Document section |
# 10 speed chains



## MR2Xiong

Hello Campagnolo lovers! I been searching on this forum about chain options for 10 speed Campy. From what I read and heard, using a KMC quick link is a good option to use to connect a Campy chain. I was also told by a LBS that it is possible to use any 10 speed chain since they and any other LBS near by, did not have a correct quick link for a Campy chain. Is that true? I'm running a 2011 Centaur cassette with Veloce derailluers.


----------



## bikerjulio

Any 10 speed chain will work. You may find subtle differences of opinion. But they all work.


----------



## CheapSkate

Any 10 speed chain will work. I have used KMC and SRAM with no issues.
I found the Campy chain shifted much better than the KMC. Not so much difference between Campy and SRAM.
I've also heard stories that the Campy chain lasts a lot longer, but can't confirm that.

What is asked | Transcribe the passage of the forum thread on 10 speed chains from "Any 10 speed chain will work. You" up to and including "can't confirm that.". The records that follow are taken from a separate source and are unrelated to the forum thread.

Information shown |
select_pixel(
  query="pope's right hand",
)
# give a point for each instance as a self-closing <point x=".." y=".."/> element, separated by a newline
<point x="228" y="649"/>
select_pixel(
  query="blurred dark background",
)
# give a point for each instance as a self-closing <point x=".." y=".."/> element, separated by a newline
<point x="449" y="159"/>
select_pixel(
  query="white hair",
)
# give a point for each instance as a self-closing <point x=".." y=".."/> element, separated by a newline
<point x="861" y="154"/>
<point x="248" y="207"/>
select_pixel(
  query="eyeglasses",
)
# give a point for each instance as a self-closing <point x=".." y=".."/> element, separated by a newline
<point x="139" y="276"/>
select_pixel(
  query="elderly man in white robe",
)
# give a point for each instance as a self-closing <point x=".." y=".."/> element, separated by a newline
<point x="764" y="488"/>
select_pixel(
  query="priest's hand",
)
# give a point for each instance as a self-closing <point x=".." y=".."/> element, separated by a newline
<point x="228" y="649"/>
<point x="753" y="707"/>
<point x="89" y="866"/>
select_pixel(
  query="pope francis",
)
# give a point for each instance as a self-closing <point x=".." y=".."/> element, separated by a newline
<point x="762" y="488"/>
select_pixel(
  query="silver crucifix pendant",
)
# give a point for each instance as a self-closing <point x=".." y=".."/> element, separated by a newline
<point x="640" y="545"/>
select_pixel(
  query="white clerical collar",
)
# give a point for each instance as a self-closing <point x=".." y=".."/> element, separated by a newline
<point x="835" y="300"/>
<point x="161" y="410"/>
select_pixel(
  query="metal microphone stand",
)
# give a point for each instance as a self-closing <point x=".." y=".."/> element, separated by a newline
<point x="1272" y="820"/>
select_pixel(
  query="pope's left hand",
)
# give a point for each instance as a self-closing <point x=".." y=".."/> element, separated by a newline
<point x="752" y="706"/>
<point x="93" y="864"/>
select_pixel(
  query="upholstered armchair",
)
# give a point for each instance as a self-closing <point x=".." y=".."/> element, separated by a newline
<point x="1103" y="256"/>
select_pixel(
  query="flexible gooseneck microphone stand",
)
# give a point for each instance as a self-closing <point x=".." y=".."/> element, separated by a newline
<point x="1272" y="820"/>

The output |
Any 10 speed chain will work. You may find subtle differences of opinion. But they all work.


----------



## CheapSkate

Any 10 speed chain will work. I have used KMC and SRAM with no issues.
I found the Campy chain shifted much better than the KMC. Not so much difference between Campy and SRAM.
I've also heard stories that the Campy chain lasts a lot longer, but can't confirm that.